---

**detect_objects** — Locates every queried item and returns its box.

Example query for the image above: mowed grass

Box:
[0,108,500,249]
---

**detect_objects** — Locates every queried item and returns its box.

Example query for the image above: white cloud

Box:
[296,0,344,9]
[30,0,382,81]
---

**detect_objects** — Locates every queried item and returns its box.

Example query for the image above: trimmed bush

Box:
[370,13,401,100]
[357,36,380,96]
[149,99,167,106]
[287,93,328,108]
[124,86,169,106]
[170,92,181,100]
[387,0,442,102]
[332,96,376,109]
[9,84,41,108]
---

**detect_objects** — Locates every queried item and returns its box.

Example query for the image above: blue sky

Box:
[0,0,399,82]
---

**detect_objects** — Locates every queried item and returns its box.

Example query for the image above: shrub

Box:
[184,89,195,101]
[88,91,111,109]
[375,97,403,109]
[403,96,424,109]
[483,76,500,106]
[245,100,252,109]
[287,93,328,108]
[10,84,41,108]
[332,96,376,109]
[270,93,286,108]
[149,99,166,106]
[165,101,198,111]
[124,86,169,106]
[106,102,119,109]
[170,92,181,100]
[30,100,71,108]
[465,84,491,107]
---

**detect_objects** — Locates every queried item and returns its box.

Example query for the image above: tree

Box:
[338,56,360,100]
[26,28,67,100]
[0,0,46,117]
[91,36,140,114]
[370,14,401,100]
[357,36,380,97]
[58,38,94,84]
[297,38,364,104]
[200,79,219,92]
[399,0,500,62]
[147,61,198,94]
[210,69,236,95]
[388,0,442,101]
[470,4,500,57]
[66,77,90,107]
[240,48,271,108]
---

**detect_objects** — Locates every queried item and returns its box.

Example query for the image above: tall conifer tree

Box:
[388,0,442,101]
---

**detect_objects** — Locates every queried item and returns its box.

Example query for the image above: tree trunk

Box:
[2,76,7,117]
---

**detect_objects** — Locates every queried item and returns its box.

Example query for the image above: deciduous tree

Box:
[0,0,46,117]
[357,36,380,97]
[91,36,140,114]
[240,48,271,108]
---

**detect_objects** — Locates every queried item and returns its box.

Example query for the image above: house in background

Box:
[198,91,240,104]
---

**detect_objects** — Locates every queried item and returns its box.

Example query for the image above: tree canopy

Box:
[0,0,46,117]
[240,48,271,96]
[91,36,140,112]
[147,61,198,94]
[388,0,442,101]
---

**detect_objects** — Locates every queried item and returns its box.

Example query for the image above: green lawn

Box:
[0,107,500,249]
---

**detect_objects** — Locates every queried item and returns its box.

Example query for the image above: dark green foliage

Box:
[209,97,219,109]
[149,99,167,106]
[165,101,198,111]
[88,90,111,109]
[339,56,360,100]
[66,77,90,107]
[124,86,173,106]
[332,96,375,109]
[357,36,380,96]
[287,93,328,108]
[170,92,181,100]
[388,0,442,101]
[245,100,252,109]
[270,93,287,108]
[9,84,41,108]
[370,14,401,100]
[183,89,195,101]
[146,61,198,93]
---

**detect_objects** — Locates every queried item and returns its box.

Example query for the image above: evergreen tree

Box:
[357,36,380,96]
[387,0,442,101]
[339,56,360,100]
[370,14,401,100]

_Exercise goal_. Select every line in the lines above that contains the word "tree", and copy each one as it appears. Case counts.

_Response to this task_.
Example query for the image above: tree
Example query for the image above: tall conifer tree
Example query for the image above: tree trunk
Example query for the image above: deciduous tree
Example query for the image above: tree canopy
Example query for the image above: evergreen tree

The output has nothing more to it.